## Records for the exercise
-------
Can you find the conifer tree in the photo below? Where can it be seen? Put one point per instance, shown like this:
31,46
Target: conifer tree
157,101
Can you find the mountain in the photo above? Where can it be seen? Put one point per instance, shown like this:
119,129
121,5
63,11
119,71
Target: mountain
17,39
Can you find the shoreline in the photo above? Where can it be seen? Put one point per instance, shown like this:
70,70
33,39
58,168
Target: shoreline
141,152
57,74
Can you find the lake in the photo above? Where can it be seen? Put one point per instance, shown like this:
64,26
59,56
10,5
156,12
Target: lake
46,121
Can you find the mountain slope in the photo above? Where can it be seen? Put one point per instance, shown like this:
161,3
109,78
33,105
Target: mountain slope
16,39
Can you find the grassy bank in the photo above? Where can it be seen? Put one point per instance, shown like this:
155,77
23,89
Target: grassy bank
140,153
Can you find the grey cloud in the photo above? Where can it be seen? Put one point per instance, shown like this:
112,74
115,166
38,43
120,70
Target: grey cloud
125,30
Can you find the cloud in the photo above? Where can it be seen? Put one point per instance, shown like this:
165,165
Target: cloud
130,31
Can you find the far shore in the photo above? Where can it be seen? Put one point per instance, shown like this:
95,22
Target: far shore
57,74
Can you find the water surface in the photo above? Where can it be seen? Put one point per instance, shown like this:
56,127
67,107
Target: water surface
-------
Rewrite the lines starting at the one containing "Can you find the far" and ending with the last line, changing "water surface" to "lake surface" and leaving everything else unchanged.

Can you find the far shore in the photo above? Where can it be seen? Put one point per instance, shown like this:
95,22
Target: far shore
57,74
Can you find the lake surface in the photo above? Where can it be seen? Put one point per instance, shown like this:
56,127
67,107
Target: lake surface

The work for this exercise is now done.